Stored records
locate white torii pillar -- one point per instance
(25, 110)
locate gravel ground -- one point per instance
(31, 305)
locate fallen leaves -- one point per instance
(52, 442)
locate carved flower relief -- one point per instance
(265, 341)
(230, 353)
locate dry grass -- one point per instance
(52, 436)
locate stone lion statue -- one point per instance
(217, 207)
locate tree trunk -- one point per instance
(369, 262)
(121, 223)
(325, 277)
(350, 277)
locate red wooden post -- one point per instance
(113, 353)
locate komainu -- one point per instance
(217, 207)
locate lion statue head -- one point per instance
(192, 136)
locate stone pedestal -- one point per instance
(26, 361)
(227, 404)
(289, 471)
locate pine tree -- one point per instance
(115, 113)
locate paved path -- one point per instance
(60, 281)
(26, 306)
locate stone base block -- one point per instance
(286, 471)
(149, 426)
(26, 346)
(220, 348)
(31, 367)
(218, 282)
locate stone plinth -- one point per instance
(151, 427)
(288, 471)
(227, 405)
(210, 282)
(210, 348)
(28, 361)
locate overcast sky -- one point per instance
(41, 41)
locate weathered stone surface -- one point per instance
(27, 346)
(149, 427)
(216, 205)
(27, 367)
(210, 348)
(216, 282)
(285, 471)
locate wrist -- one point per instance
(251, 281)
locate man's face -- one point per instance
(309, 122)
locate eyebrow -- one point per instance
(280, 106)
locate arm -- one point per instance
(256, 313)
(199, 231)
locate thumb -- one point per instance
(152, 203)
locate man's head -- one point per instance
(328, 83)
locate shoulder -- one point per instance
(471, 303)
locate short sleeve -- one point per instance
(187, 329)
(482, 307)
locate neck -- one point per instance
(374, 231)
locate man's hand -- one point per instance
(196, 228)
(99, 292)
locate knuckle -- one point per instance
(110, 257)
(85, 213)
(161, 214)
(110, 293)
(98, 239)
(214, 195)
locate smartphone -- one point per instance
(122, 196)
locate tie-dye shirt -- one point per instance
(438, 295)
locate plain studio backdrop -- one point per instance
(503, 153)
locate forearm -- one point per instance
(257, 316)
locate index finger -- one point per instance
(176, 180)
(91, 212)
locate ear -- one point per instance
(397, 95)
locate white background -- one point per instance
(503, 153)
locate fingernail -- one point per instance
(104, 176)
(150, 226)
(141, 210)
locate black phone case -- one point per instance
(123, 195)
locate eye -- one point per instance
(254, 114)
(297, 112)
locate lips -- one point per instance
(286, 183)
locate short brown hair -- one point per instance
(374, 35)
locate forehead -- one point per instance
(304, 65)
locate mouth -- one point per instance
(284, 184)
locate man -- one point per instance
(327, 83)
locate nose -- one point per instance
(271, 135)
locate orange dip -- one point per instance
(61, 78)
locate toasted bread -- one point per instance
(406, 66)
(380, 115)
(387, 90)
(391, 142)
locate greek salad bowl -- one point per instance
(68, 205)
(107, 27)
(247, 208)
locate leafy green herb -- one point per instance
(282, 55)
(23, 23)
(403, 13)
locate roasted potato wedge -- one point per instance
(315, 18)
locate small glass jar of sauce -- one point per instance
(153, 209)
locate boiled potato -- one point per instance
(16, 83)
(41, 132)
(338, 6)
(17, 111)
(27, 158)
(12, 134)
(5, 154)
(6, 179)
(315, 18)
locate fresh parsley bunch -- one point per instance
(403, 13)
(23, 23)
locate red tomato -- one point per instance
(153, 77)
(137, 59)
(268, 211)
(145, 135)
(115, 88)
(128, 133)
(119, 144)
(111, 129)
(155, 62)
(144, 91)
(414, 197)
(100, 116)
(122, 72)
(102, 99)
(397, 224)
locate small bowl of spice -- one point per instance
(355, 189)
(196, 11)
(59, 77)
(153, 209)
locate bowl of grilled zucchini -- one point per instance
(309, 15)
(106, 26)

▶ **Request**:
Extract the full listing above without altering anything.

▶ **Solved exercise**:
locate white torii pillar -- one point per instance
(25, 110)
locate gravel ground -- one point per instance
(31, 305)
locate fallen leaves -- one point per instance
(52, 442)
locate carved flower relief -- one point per instance
(265, 341)
(230, 353)
locate dry grass -- one point per instance
(52, 436)
locate stone lion statue -- one point per instance
(217, 207)
locate tree trunk -- one point per instance
(369, 262)
(121, 223)
(325, 277)
(350, 277)
locate red wooden post -- one point per instance
(113, 353)
locate komainu -- one point per instance
(217, 207)
locate lion statue head -- one point per instance
(192, 136)
locate stone pedestal -- one point per instance
(26, 361)
(227, 404)
(289, 471)
locate pine tree -- one point per instance
(115, 113)
locate paved path -- one point per instance
(60, 281)
(26, 306)
locate stone base block -- one point per instance
(286, 471)
(149, 426)
(26, 346)
(220, 348)
(31, 367)
(218, 282)
locate stone plinth -- one point per instance
(151, 427)
(288, 471)
(227, 405)
(210, 282)
(210, 348)
(28, 361)
locate overcast sky -- one point per instance
(41, 41)
locate weathered stone surface -- one point per instance
(27, 346)
(149, 427)
(216, 205)
(27, 367)
(210, 348)
(216, 282)
(285, 471)
locate wrist -- one point per instance
(251, 281)
locate man's face -- one point per instance
(309, 122)
locate eyebrow -- one point per instance
(280, 106)
locate arm -- one point per instance
(256, 313)
(199, 231)
locate thumb -- one point per instance
(152, 203)
locate man's head -- one point per instance
(328, 83)
locate shoulder -- one point per instance
(471, 303)
locate short sleeve -- one point per instance
(187, 329)
(482, 307)
locate neck -- one point per instance
(374, 231)
locate man's hand -- one point per instance
(196, 228)
(99, 292)
locate knuckle -- one point per instance
(110, 257)
(85, 213)
(161, 214)
(110, 293)
(98, 239)
(214, 195)
locate smartphone -- one point per instance
(122, 196)
locate tie-dye shirt -- one point per instance
(438, 295)
locate plain studio backdrop -- one point per instance
(503, 153)
locate forearm -- one point per instance
(257, 316)
locate index finger -- one point per instance
(176, 180)
(91, 212)
locate ear -- one point per instance
(397, 95)
locate white background -- one point per instance
(503, 153)
locate fingernail -- one point per instance
(104, 176)
(150, 226)
(141, 210)
locate black phone case -- one point per instance
(123, 195)
locate eye -- one point per instance
(254, 114)
(297, 112)
locate lips -- one point per instance
(286, 183)
locate short brown hair -- one point per instance
(374, 35)
locate forehead -- one point per instance
(304, 65)
locate mouth -- one point per instance
(284, 184)
locate man -- one point per instance
(327, 83)
locate nose -- one point per instance
(271, 135)
locate orange dip -- one point per instance
(61, 78)
locate toasted bread -- one point per instance
(406, 66)
(380, 115)
(387, 90)
(391, 142)
locate greek salad bowl -- one point per instance
(68, 205)
(107, 27)
(247, 208)
locate leafy green herb -- one point per instance
(282, 55)
(23, 23)
(403, 13)
locate roasted potato wedge -- one point per instance
(315, 18)
locate small glass jar of sauce -- one point per instance
(153, 209)
locate boiled potato -- one point per instance
(16, 83)
(41, 132)
(338, 6)
(17, 111)
(27, 158)
(12, 134)
(5, 154)
(6, 179)
(315, 18)
locate fresh parsley bunch -- one point per instance
(403, 13)
(23, 23)
locate red tomato -- one point per instance
(153, 77)
(137, 59)
(268, 211)
(145, 135)
(115, 88)
(128, 133)
(119, 144)
(111, 129)
(155, 62)
(144, 91)
(414, 197)
(100, 116)
(122, 72)
(102, 99)
(397, 224)
locate small bowl of spice -- one point per instance
(355, 189)
(196, 11)
(59, 77)
(153, 209)
locate bowl of grilled zucchini -- one point per instance
(309, 15)
(106, 26)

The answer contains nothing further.